News from the World: Stories & Essays by Paula Fox
Reviewed by Dawn Marlan
The Oregonian
News from the World is a slim collection of stories and essays written over the course of Paula Fox's long, distinguished career. Hailed by Jonathan Franzen as one of the best novelists of her generation, Fox provides a glimpse, in these short works, into the sensibility and craftsmanship that has earned her such a devoted following. Most characteristic of her work is her unusual capacity to treat human suffering with unflinching precision. This is especially evident in her treatment of a theme that recurs throughout the volume. In stories ranging from an account of her relationship with her brother-in-law, art critic Clement Greenberg, to one about a man's visit to his dying, estranged father, Fox meditates on various forms of alienation with subtlety and attention, revealing the ways in which this state always implies a desire for belonging. As her characters strain toward and away from intimacy, Fox wrests insight from bleakness, exposing an unlikely hopefulness lurking within experiences of alienation.
This is not to make a claim for hidden happy endings or for redeeming morals, however. Because she writes with such unusual incisiveness about subjects that feel vaguely sordid, Fox's stories always shock a little. "Grace," for instance, centers on a man's relationship with a dog, bought to compensate him for a woman he lost to his own pedantry and ambivalence. Here, Fox conjures some pathos for a man unable to resist working against himself. In "By the Sea," children witness a scene of violence that they had first perceived as one of affection. In another haunting story, "News from the World," a 40-year-old wife and mother falls in love with an old man in a village where an oil spill encroaches upon the shore. One might say that the story is about home as a form of exile, though it remains elusive, a political warning, an anti-romance and an allegory about what threatens and sustains us.
Although these stories refuse to beautify flaws or bury nightmares, their overwhelming tenor is the strange, stubborn optimism and empathy of someone who has known every form of heartbreak. If a writer of such marked clarity insists on elusiveness, it's because her optimism depends on approaching the world in all its complexity. In "Other Places" Fox makes a plea that we should not be "too impatient to allow ourselves to be puzzled" or to "reduce a mysterious human person ... to a heap of psychological platitudes."
But the best example of the optimism she wrenches out of sorrow is in her memory of seeing a young boy weep in the theater while the rest of the audience laughed, because in the "comic" scene of the hero's expulsion, this boy alone discerned suffering. Testifying to the possibility of empathy, his tears worked on Fox for more than 52 years. In "Unquestioned Answers," arguing both against belittling the experience of children and the Disneyfication of the world, Fox asks, "Don't we sense in our very cells that it is a dangerous world? And isn't it because of that deep presentiment, that we can become brave?" To maintain courage without telling lies is Fox's rare and impressive achievement.

Information given:
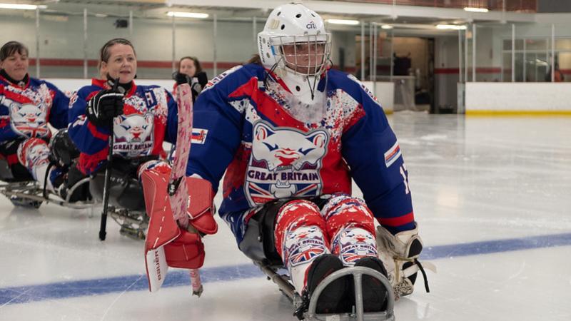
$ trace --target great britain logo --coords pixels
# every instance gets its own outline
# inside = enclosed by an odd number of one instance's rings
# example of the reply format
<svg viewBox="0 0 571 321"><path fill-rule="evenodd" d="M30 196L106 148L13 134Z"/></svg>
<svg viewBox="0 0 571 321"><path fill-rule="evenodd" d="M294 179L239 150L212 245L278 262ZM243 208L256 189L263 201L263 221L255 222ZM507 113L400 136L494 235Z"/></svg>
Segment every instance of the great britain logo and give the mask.
<svg viewBox="0 0 571 321"><path fill-rule="evenodd" d="M253 134L244 187L251 205L319 195L323 186L319 170L329 141L325 131L303 133L260 121Z"/></svg>

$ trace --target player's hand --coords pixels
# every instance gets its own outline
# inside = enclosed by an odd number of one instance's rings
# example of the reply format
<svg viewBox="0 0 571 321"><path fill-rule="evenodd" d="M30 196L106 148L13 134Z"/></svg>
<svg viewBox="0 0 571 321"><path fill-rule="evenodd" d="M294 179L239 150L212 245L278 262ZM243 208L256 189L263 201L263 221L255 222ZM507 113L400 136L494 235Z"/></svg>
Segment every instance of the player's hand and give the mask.
<svg viewBox="0 0 571 321"><path fill-rule="evenodd" d="M110 128L113 118L123 114L123 93L117 89L118 79L112 89L96 94L87 104L87 119L99 127Z"/></svg>

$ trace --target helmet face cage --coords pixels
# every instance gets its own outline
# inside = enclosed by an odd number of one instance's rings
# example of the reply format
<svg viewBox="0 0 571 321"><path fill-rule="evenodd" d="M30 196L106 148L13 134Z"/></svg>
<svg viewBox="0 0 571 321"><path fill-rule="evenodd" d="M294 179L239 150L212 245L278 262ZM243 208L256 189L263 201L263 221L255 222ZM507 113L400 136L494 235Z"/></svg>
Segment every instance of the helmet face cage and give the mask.
<svg viewBox="0 0 571 321"><path fill-rule="evenodd" d="M270 37L270 46L278 67L288 68L295 74L318 76L329 62L331 35L274 36Z"/></svg>

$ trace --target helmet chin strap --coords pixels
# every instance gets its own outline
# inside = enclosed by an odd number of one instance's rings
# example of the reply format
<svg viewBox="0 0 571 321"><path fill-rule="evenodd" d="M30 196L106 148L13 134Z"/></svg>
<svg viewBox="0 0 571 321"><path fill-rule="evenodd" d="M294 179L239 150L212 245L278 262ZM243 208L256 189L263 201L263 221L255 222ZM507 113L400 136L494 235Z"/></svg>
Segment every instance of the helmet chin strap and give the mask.
<svg viewBox="0 0 571 321"><path fill-rule="evenodd" d="M321 101L321 96L325 94L317 89L320 75L303 75L287 67L276 68L274 73L286 83L290 91L304 103L313 105L315 101Z"/></svg>

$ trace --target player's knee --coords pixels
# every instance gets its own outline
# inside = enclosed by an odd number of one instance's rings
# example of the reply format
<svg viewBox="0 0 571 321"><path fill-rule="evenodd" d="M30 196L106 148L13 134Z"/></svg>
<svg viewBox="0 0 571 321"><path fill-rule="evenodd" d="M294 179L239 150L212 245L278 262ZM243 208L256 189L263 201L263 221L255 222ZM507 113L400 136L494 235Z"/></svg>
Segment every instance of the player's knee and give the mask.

Tasks to complete:
1 - According to the review, who hailed Paula Fox as one of the best novelists of her generation?
2 - List the titles of the individual stories and essays that the review names.
3 - Decide whether each statement agrees with the review: (a) Clement Greenberg was Fox's brother-in-law. (b) In "News from the World," a 40-year-old wife and mother falls in love with a young fisherman. (c) The weeping boy's tears worked on Fox for more than 52 years.
Answer using only the review, not the data.

Set of answers:
1 - Jonathan Franzen

2 - "Grace," "By the Sea," "News from the World," "Other Places," "Unquestioned Answers"

3 -
(a) Yes: "her relationship with her brother-in-law, art critic Clement Greenberg"
(b) No: "falls in love with an old man in a village where an oil spill encroaches upon the shore"
(c) Yes: "his tears worked on Fox for more than 52 years"